EXERCISE GOAL:
Pictures stay out of the copy; output exactly the lines from the one containing "Each instance of the white mushroom" through the end of the material.

DATA LISTING:
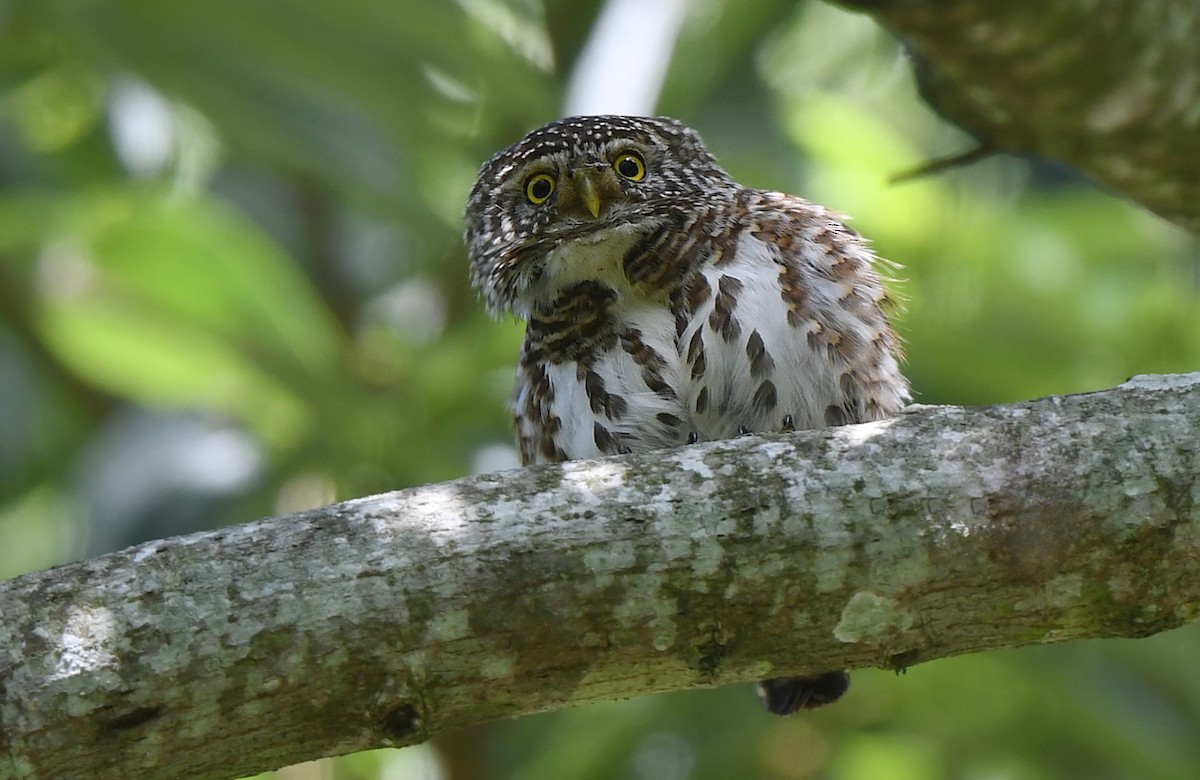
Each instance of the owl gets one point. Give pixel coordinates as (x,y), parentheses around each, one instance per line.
(665,304)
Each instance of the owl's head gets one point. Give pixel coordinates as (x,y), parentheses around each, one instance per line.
(585,180)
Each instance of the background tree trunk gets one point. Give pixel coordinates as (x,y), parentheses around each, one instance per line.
(1111,89)
(388,619)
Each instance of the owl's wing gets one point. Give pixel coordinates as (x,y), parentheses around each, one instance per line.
(787,327)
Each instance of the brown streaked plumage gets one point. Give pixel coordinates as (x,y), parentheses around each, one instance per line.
(665,304)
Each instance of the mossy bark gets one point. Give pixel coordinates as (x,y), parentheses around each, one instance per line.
(388,619)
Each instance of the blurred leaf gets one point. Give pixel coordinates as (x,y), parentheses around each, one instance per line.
(178,300)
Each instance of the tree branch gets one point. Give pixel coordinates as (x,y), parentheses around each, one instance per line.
(387,619)
(1111,89)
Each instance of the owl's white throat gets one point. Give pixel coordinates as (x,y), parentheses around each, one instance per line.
(595,257)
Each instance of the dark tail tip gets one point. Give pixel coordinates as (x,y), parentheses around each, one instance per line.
(786,695)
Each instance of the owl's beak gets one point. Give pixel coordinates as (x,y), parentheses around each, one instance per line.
(587,191)
(586,187)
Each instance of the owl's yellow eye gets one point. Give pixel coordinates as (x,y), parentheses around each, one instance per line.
(539,187)
(630,166)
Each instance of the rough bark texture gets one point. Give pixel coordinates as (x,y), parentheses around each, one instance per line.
(1108,87)
(388,619)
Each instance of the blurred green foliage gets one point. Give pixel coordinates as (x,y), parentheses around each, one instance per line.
(232,283)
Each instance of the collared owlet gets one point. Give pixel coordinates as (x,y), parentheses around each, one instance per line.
(665,304)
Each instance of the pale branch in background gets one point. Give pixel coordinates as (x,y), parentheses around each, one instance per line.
(388,619)
(1111,89)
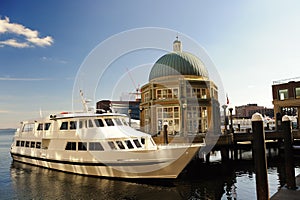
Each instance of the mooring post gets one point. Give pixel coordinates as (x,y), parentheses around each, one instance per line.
(166,133)
(288,153)
(259,157)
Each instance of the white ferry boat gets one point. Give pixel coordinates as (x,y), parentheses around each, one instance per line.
(98,145)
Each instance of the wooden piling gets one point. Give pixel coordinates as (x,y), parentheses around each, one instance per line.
(288,153)
(166,134)
(259,156)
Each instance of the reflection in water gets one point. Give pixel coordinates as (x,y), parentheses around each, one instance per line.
(226,181)
(30,182)
(232,180)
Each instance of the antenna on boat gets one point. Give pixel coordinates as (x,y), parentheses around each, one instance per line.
(84,102)
(41,114)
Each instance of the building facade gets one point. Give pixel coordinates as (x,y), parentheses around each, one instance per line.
(286,99)
(246,111)
(131,108)
(179,94)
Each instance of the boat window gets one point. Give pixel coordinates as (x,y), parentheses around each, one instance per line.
(137,143)
(40,127)
(27,144)
(99,123)
(124,122)
(118,121)
(82,124)
(143,140)
(109,122)
(28,127)
(91,125)
(32,144)
(47,126)
(112,145)
(71,146)
(82,146)
(64,126)
(95,146)
(38,145)
(120,144)
(72,124)
(129,144)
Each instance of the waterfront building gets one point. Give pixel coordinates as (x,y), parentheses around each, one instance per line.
(181,95)
(246,111)
(131,108)
(286,98)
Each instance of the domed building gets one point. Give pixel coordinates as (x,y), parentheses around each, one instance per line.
(181,95)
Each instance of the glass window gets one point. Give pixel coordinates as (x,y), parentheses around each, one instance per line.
(158,94)
(47,126)
(32,144)
(112,145)
(118,121)
(175,93)
(40,127)
(297,93)
(82,146)
(38,145)
(95,146)
(120,144)
(203,94)
(109,122)
(82,124)
(129,144)
(91,125)
(137,143)
(71,146)
(64,126)
(72,124)
(27,144)
(99,123)
(124,121)
(28,127)
(283,94)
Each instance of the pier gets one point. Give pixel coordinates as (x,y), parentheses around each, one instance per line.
(233,143)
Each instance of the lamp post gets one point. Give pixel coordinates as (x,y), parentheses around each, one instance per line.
(231,120)
(129,114)
(225,124)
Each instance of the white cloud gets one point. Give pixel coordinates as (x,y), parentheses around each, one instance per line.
(14,43)
(31,37)
(22,79)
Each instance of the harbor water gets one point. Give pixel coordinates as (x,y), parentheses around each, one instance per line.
(216,180)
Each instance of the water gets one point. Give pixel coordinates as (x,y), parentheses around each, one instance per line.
(234,180)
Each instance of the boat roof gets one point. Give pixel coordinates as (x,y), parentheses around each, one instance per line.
(66,115)
(63,115)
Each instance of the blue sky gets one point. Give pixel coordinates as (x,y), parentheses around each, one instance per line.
(43,44)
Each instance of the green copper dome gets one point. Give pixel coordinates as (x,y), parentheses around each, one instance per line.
(178,63)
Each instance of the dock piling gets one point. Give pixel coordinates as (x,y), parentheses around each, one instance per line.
(259,156)
(288,153)
(166,133)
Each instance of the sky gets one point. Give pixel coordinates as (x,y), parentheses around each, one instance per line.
(43,44)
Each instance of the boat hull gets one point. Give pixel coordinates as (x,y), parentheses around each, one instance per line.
(165,162)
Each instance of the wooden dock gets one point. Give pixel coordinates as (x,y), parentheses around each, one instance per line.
(227,140)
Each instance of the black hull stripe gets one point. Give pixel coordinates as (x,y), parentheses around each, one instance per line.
(85,163)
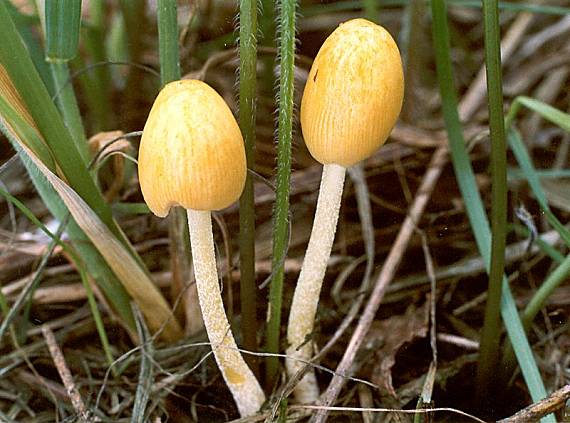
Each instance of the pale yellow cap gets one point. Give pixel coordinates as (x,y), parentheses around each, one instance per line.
(192,151)
(353,95)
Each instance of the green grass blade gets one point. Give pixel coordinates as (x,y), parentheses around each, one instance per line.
(351,5)
(63,20)
(476,212)
(286,36)
(90,257)
(525,162)
(247,118)
(26,28)
(538,300)
(546,111)
(168,41)
(491,333)
(67,104)
(16,60)
(144,385)
(177,220)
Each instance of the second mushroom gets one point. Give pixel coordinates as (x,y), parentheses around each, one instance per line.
(192,155)
(351,102)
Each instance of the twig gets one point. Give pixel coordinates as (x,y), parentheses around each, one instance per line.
(387,410)
(65,374)
(535,411)
(431,176)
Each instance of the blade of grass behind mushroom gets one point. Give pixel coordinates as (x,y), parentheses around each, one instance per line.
(556,277)
(98,88)
(473,203)
(285,97)
(247,118)
(490,334)
(350,5)
(96,265)
(97,220)
(177,221)
(145,379)
(26,28)
(62,21)
(556,117)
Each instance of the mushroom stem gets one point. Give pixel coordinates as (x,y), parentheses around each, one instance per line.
(245,388)
(307,291)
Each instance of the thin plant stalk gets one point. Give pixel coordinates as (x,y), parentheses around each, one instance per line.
(468,187)
(246,119)
(491,333)
(177,223)
(281,210)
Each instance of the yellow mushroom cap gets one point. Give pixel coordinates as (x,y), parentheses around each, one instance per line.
(191,152)
(353,94)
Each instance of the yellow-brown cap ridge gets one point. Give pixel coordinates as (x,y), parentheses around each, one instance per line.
(191,152)
(353,95)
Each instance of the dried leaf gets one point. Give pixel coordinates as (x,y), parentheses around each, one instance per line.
(395,332)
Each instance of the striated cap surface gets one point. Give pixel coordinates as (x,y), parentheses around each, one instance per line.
(353,95)
(191,152)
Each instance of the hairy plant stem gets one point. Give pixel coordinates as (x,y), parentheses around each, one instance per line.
(247,111)
(281,210)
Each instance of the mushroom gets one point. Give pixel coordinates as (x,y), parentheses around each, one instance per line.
(351,102)
(192,155)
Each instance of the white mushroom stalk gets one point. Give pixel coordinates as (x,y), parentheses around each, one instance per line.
(192,155)
(351,102)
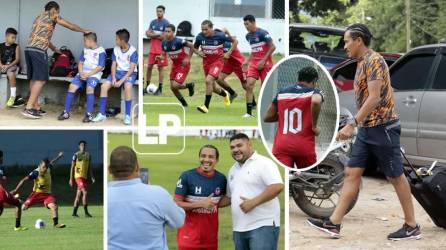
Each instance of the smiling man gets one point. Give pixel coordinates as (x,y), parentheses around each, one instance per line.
(198,192)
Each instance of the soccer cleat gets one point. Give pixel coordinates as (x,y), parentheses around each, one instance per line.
(326,226)
(226,99)
(63,116)
(31,113)
(20,228)
(87,118)
(127,120)
(406,233)
(10,102)
(203,109)
(191,87)
(99,118)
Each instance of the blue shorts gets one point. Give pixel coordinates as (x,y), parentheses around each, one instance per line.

OUTPUT FOR THIS TASK:
Each instance of the white mushroom stalk gets one point. Give pixel coordinates as (x,y), parentheses around each, one instance per line.
(192,155)
(351,102)
Each instance of the smiling man gets one point. Give pixel coordinates as (x,y), parentheses around each, one instance per line.
(198,192)
Each instance of the soccer cleat gets one point. Give pixel coordinates as (x,y), parentheses around each, one instance per line.
(326,226)
(226,99)
(63,116)
(31,113)
(20,228)
(87,118)
(127,120)
(406,233)
(10,102)
(203,109)
(191,87)
(99,118)
Each instance of the blue shorts gets one point. Give pixel coordinates as (x,y), parentheses around each, one instance per line.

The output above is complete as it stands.